== What to work on ==
Please repeat the whole listing exactly, but leave the pictures out.
== Segment start ==
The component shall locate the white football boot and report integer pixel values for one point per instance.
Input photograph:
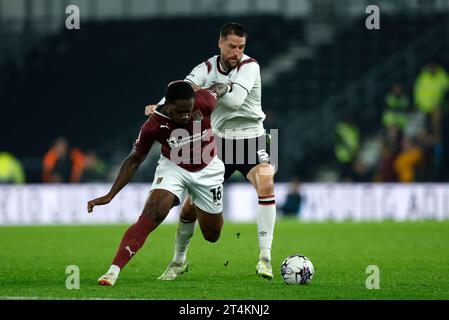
(108, 279)
(264, 269)
(173, 270)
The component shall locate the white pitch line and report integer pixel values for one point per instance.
(53, 298)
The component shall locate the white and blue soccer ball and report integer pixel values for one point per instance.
(297, 269)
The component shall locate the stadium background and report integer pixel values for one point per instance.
(321, 69)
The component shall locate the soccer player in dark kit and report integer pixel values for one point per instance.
(188, 162)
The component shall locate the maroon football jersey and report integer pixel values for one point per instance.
(191, 146)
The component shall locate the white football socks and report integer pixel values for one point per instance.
(266, 218)
(184, 233)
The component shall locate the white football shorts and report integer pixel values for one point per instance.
(205, 186)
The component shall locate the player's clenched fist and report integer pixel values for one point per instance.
(150, 109)
(98, 202)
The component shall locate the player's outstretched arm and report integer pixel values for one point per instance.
(127, 170)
== Segment end ==
== Task solution ==
The component shall locate the white football boot and report integer pixel values for one point per instance.
Input photograph:
(108, 279)
(264, 269)
(173, 270)
The component shall locate the white pitch line and report integer pixel values for one point per instance.
(53, 298)
The component shall locate the white and blue soccer ball and report integer pixel values for one point per instance.
(297, 269)
The component shall locate the stadium background and report integer pixel values for one point per instance.
(321, 69)
The component shall locate the soccer player in dark kit and report integer pixel values for one point per instance.
(188, 162)
The component shall locate the maroon football jersey and report integer pixel values for one point per instance.
(191, 146)
The component shall locate the white football socks and report integer pixel values for one point per instance.
(266, 218)
(184, 233)
The component shall locate the white football shorts and report integer pixel values for one point per instance.
(205, 186)
The component shall locate the player's clenched fist and report integer pixel values for one point per instance.
(150, 109)
(98, 202)
The component shall locate the player's outstretched arm and report integer pixel values for one point per instance.
(127, 170)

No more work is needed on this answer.